**WHAT YOU SHOULD DO**
Show every line of the data below that contains the word "lamp", copying each such line unchanged.

**INPUT**
▬▬▬▬▬▬▬▬▬▬

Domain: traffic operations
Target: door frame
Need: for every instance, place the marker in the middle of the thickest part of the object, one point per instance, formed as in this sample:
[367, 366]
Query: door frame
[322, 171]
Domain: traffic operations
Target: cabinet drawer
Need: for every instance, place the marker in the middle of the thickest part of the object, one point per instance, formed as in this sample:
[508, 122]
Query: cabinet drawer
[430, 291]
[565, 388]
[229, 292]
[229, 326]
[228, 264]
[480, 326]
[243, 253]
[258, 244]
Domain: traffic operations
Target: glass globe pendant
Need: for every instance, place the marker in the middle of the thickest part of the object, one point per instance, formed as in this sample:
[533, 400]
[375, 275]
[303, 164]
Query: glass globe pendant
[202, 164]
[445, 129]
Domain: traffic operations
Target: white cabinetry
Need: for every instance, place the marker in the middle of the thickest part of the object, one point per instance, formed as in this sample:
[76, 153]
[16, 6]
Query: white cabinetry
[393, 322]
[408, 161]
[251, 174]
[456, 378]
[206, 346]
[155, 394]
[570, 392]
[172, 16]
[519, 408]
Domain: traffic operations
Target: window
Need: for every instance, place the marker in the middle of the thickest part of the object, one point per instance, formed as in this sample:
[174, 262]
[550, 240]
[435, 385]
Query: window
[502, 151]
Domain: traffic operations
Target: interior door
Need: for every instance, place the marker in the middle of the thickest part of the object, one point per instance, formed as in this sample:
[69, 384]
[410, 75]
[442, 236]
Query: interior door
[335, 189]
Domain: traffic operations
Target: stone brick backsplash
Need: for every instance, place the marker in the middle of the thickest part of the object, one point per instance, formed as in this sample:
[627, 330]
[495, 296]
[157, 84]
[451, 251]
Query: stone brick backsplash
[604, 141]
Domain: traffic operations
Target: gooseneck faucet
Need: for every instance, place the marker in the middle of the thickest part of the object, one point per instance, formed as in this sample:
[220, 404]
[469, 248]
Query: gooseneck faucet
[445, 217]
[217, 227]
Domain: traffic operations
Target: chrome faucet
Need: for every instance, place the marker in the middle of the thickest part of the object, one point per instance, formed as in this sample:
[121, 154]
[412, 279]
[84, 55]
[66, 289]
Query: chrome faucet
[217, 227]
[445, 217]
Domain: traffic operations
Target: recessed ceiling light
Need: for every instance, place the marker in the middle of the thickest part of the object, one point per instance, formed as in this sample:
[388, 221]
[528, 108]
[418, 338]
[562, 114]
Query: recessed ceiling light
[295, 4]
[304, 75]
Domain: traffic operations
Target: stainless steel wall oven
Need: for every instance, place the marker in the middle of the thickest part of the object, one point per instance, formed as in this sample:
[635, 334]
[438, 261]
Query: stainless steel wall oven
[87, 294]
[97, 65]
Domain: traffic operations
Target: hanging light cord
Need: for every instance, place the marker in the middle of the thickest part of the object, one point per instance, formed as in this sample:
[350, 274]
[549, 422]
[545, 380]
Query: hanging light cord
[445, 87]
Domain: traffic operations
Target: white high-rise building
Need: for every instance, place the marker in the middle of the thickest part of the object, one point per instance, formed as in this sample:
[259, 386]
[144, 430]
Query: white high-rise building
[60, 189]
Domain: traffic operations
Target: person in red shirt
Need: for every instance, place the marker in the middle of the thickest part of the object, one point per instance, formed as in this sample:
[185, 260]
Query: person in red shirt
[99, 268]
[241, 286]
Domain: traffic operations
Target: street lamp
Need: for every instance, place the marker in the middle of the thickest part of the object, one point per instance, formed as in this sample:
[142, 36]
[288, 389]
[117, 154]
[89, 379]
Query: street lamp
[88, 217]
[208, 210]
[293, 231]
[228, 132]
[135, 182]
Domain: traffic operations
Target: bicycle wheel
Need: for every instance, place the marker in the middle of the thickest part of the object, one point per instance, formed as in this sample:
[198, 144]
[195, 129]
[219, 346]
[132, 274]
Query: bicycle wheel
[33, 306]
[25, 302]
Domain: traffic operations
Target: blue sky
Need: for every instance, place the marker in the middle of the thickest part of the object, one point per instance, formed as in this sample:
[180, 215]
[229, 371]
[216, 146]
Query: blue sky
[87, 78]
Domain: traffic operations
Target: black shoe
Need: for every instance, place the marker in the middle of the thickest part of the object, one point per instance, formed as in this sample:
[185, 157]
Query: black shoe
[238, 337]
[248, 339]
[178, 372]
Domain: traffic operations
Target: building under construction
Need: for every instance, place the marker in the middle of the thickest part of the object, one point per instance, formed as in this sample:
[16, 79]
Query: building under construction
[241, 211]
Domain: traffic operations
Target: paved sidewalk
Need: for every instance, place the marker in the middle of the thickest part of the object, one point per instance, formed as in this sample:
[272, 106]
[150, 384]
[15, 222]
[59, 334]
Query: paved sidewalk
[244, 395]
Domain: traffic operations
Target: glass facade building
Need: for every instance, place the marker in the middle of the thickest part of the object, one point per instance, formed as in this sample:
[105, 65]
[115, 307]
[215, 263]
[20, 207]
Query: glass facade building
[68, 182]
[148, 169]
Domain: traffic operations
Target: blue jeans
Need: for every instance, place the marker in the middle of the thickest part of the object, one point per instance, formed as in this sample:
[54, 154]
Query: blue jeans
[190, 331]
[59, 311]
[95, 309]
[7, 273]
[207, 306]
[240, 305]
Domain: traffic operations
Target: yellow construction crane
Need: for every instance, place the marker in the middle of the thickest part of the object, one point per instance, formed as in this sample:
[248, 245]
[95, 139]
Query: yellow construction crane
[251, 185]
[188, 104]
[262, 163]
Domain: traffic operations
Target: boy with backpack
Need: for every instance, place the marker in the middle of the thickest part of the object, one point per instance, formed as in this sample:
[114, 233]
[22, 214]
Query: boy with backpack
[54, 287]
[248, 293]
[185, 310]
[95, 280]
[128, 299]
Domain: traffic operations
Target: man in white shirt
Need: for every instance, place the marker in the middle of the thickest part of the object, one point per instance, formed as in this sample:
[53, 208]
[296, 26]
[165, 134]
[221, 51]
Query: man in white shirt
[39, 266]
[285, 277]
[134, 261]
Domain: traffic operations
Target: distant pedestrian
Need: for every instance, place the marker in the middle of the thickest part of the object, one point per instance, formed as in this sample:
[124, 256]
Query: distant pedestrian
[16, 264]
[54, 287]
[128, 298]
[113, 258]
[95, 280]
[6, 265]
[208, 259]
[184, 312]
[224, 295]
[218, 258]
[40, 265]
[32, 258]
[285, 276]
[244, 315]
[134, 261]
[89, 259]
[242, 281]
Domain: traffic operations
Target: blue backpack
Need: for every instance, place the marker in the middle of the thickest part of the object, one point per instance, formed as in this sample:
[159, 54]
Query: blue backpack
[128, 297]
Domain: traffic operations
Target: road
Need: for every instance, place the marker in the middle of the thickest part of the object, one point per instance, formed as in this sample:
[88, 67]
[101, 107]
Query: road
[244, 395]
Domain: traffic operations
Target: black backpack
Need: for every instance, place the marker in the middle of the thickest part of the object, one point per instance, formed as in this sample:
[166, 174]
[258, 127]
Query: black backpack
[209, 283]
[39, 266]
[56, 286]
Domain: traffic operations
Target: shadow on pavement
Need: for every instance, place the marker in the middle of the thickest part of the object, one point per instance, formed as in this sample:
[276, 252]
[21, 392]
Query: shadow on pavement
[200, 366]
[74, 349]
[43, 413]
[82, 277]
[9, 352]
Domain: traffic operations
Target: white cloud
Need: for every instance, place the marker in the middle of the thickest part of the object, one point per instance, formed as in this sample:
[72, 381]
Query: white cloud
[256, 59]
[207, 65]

▬▬▬▬▬▬▬▬▬▬

**SOLUTION BELOW**
Target: street lamp
Query: street lamp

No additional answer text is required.